What is being asked:
What follows is a listing; restate every line of it word for word.

Material:

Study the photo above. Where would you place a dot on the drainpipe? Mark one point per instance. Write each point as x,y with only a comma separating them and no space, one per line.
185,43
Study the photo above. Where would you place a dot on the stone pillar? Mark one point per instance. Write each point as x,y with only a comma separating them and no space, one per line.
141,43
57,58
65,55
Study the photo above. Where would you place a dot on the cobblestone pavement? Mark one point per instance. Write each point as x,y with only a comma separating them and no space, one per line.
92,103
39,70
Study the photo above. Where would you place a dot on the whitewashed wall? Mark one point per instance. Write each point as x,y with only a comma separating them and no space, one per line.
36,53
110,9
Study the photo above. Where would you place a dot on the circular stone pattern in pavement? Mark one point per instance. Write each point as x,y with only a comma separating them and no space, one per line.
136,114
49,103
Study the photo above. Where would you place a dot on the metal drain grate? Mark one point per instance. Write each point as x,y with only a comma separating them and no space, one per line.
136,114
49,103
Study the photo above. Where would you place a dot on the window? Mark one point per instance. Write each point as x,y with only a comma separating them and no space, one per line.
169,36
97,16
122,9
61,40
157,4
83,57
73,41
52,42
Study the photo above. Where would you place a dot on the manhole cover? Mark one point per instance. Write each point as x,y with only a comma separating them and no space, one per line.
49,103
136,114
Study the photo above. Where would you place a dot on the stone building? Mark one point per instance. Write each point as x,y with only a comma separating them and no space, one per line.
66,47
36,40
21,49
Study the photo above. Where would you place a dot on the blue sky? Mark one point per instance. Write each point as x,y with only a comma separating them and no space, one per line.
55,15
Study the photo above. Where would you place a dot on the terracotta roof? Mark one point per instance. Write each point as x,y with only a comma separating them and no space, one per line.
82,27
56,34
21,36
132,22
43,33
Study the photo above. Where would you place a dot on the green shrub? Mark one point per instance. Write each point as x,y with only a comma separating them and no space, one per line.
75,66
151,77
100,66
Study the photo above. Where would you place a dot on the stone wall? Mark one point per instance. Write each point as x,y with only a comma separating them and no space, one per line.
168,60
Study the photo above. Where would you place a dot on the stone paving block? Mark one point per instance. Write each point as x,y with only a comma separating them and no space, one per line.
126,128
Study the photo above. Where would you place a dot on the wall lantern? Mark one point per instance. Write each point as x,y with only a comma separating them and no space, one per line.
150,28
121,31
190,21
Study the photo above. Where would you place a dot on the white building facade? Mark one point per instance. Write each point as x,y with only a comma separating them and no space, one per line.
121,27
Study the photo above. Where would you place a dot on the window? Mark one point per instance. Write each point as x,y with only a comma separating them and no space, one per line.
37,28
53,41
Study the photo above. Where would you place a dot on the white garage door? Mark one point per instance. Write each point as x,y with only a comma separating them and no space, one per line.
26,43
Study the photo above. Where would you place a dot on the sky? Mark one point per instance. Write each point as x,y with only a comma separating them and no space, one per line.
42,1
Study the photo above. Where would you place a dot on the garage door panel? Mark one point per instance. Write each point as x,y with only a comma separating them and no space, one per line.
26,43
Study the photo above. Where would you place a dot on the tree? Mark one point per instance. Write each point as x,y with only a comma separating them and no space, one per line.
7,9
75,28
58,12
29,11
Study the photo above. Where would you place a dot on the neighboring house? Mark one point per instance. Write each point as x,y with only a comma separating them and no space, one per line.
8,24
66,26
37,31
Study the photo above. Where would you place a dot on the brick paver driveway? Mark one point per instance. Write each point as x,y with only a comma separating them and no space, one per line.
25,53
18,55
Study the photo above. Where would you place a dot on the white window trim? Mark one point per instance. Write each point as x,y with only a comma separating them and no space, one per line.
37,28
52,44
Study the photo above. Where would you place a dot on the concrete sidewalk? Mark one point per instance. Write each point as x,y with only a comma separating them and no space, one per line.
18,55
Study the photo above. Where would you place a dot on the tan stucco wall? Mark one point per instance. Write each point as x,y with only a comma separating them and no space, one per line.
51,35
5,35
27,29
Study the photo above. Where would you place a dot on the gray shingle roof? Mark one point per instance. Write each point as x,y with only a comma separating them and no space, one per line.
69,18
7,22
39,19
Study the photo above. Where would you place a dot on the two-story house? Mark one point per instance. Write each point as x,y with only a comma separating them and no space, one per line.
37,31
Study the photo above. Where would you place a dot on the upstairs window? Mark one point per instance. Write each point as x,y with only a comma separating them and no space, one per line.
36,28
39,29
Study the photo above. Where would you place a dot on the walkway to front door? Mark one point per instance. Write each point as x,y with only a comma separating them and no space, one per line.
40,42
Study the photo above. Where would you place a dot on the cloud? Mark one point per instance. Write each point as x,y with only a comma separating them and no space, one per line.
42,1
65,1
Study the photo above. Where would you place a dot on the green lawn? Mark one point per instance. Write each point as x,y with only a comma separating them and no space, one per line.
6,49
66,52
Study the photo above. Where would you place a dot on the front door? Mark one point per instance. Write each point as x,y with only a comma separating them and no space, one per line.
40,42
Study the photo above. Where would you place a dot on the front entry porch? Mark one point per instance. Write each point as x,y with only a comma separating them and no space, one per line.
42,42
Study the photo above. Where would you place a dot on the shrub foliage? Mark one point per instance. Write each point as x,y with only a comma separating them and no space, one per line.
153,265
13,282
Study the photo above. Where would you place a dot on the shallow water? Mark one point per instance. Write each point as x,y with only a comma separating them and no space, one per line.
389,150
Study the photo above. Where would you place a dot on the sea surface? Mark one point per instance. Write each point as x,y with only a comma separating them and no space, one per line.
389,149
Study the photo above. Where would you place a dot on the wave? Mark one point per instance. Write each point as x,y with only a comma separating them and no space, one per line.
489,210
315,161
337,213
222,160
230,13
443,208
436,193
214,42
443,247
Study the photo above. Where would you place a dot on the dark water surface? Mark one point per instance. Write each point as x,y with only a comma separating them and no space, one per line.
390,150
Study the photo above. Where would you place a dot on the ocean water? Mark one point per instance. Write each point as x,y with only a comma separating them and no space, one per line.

Correct answer:
Study the photo above. Where would you place a dot on the drainpipe? Mark one point per instance. Write each point as x,y with only a comma separating them and no space, one per line.
185,43
Study the photo above. Where would you place a dot on the stone pillar? Mark one point per instance. Write each point as x,y with only a comma separating them and no space, one per line.
141,43
57,58
65,55
Study the photo above. Where would you place a dot on the cobblestone pavement? Mark one point per instance. Write each point as x,y with only a comma separating them and no space, one per line.
92,103
39,70
Study the photo above. Where would you place a dot on the whitewashed wall? Mark one point per instance. Write each point as x,y with only a comma separating them and no space, one per line.
36,53
110,9
Study the photo above. Where would you place a dot on the circular stone pattern in pavement? Mark one point per instance. Write each point as x,y with only a comma separating them and no space, one per line.
136,114
49,103
Study the photo above. Where would you place a dot on the metal drain grate? Mark one point per instance. Write each point as x,y with only a comma separating them and no space, one per line.
136,114
49,103
Study the photo above. Where would you place a dot on the window? Mark one point per instance. Write each point as x,y with only a comma separating them and no space, one per line.
169,36
97,16
122,9
61,40
157,4
83,57
73,41
52,42
Study the photo above. Where would you place a dot on the manhole cover? Mark one point per instance. Write each point as x,y with only a comma separating them and no space, one per line.
49,103
136,114
Study the photo above. Where would you place a dot on the stone building? Mark one point per instance. Write each point as x,y with only a comma separating them and no space, one per line.
66,47
36,40
21,49
Study the photo above. Where would you place a dot on the blue sky? Mark one point per instance. Write each point as x,y with only a comma separating them and no space, one per line.
55,15
Study the photo above. Where would you place a dot on the terracotta roof? Mark one point per instance. Write each point as x,y with only a comma separating them and no space, one per line.
82,27
56,34
21,36
132,22
43,33
Study the photo above. Where would you place a dot on the green shrub? Mark one point per instance. Write each point as x,y with only a comma separating them and no space, one per line.
75,66
151,77
100,66
Study the photo above. Where would you place a dot on the stone wall? Mark one point per instance. Write each point as x,y with only a comma separating them and no space, one per line.
168,60
Study the photo above. Where would you place a dot on the stone paving block? Mark one point per instance. Write each point as x,y with only a comma separating them and no space, one per line.
126,128
Study the photo above. Where would you place a dot on the wall lantern? Mark one point per instance. Write each point as x,y with only a comma separating them and no space, one per line.
150,28
121,31
190,21
Study the photo above. Where would you place a dot on the white building facade? Mark one point per instance. Write each point as x,y with only a comma separating them and no space, one per line.
121,27
Study the photo above. Where would you place a dot on the window? Mark one point per instance. Write each point as x,y with only a comma separating them and no space, one per line.
37,28
53,41
Study the photo above. Where would you place a dot on the white garage door? Mark one point per instance. Write each point as x,y with only a comma separating them and no space, one per line.
26,43
Study the photo above. Where would you place a dot on the sky? Mark one point per instance. Write each point as x,y with only a comma separating them and no space, one per line.
42,1
Study the photo above. Where would you place a dot on the garage door panel? Mark one point per instance. Write each point as x,y with only a comma separating them and no space, one per line.
26,43
Study the photo above. Where would you place a dot on the tree? Mark one point per instance. Write each point as x,y with only a comma separating them and no space, one per line.
7,9
75,28
58,12
29,11
Study the photo above. Where would you place a dot on the neighboring house? Mark one point per instance. Write each point as x,y with only a comma separating them and no space, one per line.
8,24
66,26
37,31
Study the photo above. Where would you place a dot on the brick paver driveway? Mark one point per instance. Write each point as x,y with only a comma separating them and no space, one per line.
25,53
18,55
Study the photo above. Where would you place a dot on the white window trim? Mark one point per instance. Write each point as x,y with only a comma separating them and no space, one per line.
37,28
52,44
Study the photo above. Where would you place a dot on the concrete sidewalk? Mark one point per instance. Write each point as x,y with only a comma separating them and no space, one per line.
18,55
Study the photo above. Where would you place a dot on the tan stucco wall? Mark one point per instance. Write each point as x,y with only a comma separating them and no space, one per line.
51,35
5,35
27,29
Study the photo above. Where would you place a dot on the gray shingle roof? Mark one point per instance. Write each point as x,y with only a comma separating them and no space, one per line.
69,18
7,22
39,19
Study the photo above. Where would you place a dot on the two-story house? Mark one point per instance. Write each point as x,y with only a comma separating them and no space, one per line.
37,31
Study the photo above. Where would you place a dot on the upstairs window? Mark one point per instance. Write each point as x,y with only a comma separating them and no space, one per line.
36,28
39,29
Study the photo above. Where would you place a dot on the walkway to front door? Mark one point per instance. Write each point as x,y with only a comma separating them and no space, one per line.
40,42
Study the photo above. Where would you place a dot on the cloud? Mark one point per instance. Write each point as x,y with only a comma separating them and no space, one per line.
42,1
65,1
Study the photo above. Where would you place a dot on the green lawn? Mark one point per instance. Write each point as x,y with only a comma separating them and no space, one per line.
6,49
66,52
Study the photo above. Where would you place a dot on the front door? Mark one point per instance. Write each point as x,y with only a comma separating them and no space, one per line.
40,42
Study the photo above. Where would you place a dot on the front entry porch? Mark one point per instance. Write each point as x,y with only a comma separating them and no space, one per line.
42,42
Study the photo above. Where would you place a dot on the shrub foliage? Mark one point per instance. Write each point as x,y with only a comma separating them and no space, one per line.
153,265
13,282
Study the photo above. Where would you place a dot on the shallow water? Mark one point per instance. Write each point as x,y with only a comma separating them and no space, one per line.
389,150
Study the photo above. Where would you place a dot on the sea surface? Mark one point per instance. Write each point as x,y with only a comma separating them and no space, one per line.
389,149
Study the photo above. Where would you place a dot on the wave? Mark one point per instance. Write each point as x,y with only a comma separating them and no space, one per line.
489,210
315,161
337,213
222,160
230,13
443,208
436,193
214,42
443,247
Study the photo above. Where would you place a dot on the dark water surface? Mark one point per instance. Write each point as x,y with only a comma separating them and no space, one per line.
390,150
Study the photo above. Where would you place a dot on the ocean water? Mark one point per instance. Write each point as x,y with only a comma separating them and no space, one per line.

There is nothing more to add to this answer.